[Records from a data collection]
------
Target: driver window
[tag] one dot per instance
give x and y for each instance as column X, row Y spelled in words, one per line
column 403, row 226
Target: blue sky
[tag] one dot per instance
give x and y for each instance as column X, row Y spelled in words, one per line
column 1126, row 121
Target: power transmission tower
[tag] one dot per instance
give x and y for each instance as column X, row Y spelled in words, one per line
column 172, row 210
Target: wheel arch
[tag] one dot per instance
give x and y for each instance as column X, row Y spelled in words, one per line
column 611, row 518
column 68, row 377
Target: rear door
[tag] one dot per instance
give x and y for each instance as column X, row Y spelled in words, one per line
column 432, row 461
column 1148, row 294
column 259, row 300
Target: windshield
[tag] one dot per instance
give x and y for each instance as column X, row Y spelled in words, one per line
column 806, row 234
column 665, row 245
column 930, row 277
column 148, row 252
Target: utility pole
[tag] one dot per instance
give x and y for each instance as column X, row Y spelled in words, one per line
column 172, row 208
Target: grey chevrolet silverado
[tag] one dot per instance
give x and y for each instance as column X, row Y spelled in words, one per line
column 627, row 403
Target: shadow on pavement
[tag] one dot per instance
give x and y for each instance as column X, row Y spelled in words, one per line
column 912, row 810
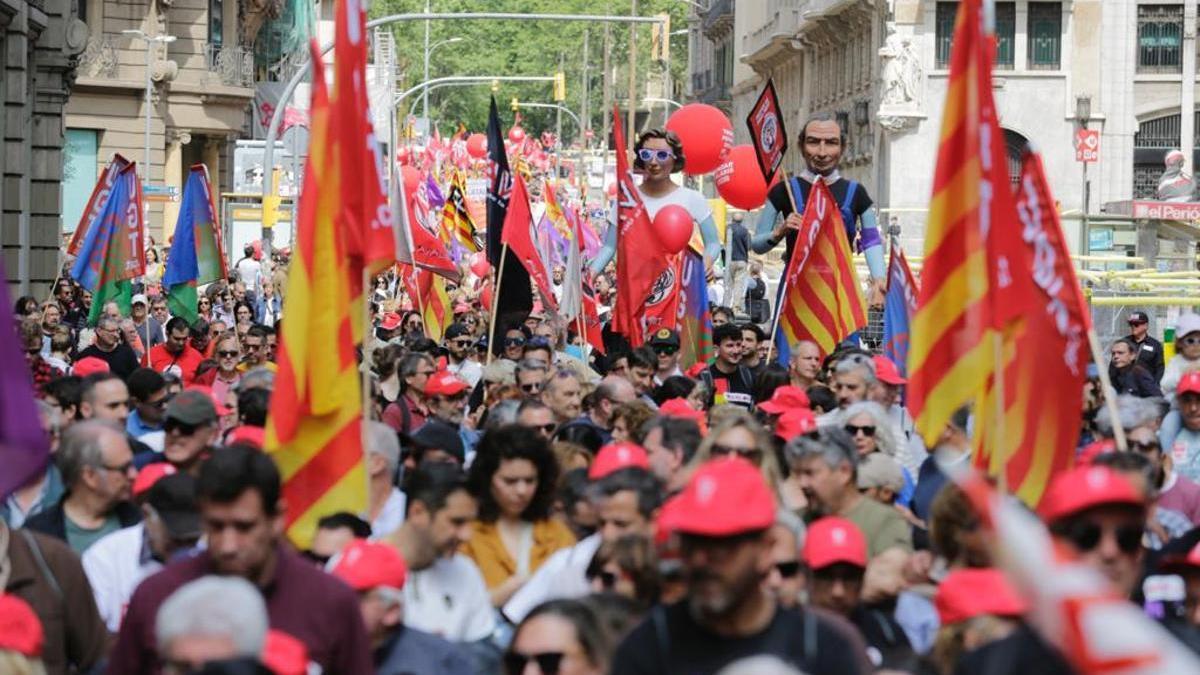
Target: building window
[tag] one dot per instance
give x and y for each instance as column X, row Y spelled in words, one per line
column 1159, row 39
column 1006, row 33
column 216, row 23
column 1045, row 36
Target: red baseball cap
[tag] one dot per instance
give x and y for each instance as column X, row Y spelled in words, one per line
column 285, row 655
column 887, row 372
column 724, row 497
column 682, row 410
column 833, row 539
column 369, row 565
column 444, row 383
column 1084, row 488
column 784, row 399
column 89, row 365
column 796, row 422
column 616, row 457
column 1189, row 383
column 21, row 629
column 150, row 475
column 966, row 593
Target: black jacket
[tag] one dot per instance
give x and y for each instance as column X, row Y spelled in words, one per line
column 53, row 521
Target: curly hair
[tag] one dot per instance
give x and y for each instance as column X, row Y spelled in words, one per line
column 507, row 443
column 672, row 141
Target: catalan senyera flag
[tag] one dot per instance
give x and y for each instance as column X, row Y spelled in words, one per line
column 823, row 302
column 1043, row 388
column 960, row 302
column 364, row 210
column 315, row 423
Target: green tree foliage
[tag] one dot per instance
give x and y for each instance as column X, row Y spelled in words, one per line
column 534, row 48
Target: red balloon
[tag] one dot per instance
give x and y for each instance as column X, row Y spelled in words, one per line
column 479, row 266
column 477, row 145
column 739, row 180
column 673, row 227
column 412, row 178
column 706, row 135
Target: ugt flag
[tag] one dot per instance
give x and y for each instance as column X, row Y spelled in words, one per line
column 899, row 305
column 196, row 254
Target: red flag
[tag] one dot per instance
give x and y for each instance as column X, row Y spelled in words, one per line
column 640, row 257
column 516, row 234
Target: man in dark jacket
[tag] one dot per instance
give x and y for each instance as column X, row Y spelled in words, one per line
column 46, row 574
column 97, row 470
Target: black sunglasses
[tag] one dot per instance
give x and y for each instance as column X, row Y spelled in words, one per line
column 868, row 430
column 787, row 569
column 1085, row 536
column 549, row 662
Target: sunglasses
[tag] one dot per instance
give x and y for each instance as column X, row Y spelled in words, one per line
column 184, row 429
column 549, row 662
column 789, row 569
column 868, row 430
column 751, row 454
column 646, row 155
column 1085, row 536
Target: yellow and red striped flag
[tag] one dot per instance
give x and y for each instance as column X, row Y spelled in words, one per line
column 1043, row 388
column 315, row 423
column 967, row 287
column 825, row 300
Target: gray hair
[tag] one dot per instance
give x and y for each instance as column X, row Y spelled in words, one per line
column 832, row 444
column 1132, row 411
column 883, row 437
column 215, row 607
column 857, row 362
column 81, row 447
column 503, row 413
column 527, row 365
column 382, row 441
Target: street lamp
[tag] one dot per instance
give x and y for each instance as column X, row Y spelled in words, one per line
column 1083, row 115
column 150, row 40
column 429, row 52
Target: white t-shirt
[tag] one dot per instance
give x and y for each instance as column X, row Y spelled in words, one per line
column 449, row 599
column 563, row 575
column 115, row 566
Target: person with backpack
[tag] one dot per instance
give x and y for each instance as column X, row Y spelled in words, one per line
column 726, row 378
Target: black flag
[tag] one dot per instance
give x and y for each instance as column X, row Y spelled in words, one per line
column 514, row 299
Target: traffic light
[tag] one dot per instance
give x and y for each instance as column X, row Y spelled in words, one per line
column 271, row 202
column 559, row 87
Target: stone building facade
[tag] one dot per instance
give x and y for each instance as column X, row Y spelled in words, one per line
column 881, row 65
column 41, row 40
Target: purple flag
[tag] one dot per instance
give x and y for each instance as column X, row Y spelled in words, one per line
column 24, row 449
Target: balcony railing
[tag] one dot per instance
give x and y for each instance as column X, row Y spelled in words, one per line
column 232, row 66
column 99, row 59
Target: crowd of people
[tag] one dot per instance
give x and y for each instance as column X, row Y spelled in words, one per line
column 546, row 508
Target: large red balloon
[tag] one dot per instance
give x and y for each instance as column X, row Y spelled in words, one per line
column 706, row 135
column 412, row 178
column 673, row 227
column 477, row 145
column 739, row 180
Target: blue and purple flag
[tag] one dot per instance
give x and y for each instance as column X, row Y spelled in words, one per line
column 899, row 306
column 113, row 251
column 24, row 448
column 196, row 252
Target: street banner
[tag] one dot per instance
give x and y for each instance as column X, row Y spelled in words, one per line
column 767, row 131
column 196, row 252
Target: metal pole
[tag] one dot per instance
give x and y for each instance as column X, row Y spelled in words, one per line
column 426, row 95
column 273, row 129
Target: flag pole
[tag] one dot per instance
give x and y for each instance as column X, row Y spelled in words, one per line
column 1109, row 401
column 496, row 303
column 783, row 281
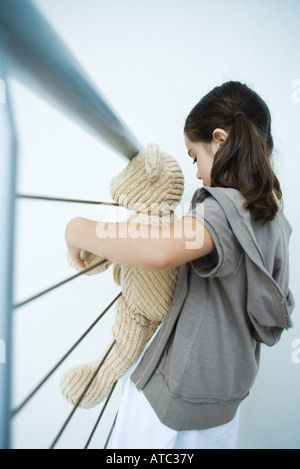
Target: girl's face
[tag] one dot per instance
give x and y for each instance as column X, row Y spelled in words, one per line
column 203, row 155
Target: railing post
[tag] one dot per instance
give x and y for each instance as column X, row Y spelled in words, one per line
column 8, row 154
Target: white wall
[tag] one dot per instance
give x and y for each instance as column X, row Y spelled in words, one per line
column 153, row 61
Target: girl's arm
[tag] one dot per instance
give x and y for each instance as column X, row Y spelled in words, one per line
column 142, row 246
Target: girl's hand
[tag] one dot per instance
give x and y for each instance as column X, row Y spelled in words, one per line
column 75, row 255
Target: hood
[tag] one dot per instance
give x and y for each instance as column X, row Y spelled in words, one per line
column 270, row 303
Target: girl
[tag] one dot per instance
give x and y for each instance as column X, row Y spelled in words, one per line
column 232, row 292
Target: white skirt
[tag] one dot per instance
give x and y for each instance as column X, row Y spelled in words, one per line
column 138, row 427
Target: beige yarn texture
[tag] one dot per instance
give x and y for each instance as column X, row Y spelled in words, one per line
column 152, row 185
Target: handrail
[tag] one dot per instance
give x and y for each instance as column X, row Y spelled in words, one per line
column 32, row 51
column 8, row 156
column 42, row 61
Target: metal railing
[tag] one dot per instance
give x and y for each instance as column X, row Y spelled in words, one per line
column 31, row 51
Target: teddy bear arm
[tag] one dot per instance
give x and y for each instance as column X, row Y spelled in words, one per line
column 89, row 259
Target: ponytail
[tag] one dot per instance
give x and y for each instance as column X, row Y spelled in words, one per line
column 244, row 160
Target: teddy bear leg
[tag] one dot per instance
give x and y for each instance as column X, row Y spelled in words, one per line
column 131, row 332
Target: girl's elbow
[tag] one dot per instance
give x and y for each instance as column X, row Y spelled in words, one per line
column 163, row 262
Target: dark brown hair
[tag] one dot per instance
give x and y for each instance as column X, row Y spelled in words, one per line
column 244, row 160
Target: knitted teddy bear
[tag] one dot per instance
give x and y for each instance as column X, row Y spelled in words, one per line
column 151, row 185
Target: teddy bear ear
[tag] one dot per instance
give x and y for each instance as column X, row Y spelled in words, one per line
column 153, row 161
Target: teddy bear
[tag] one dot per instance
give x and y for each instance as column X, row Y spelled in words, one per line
column 151, row 185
------
(Your task): How many lines in the records above contain the word "purple"? Answer with the number alone.

(Exercise answer): 2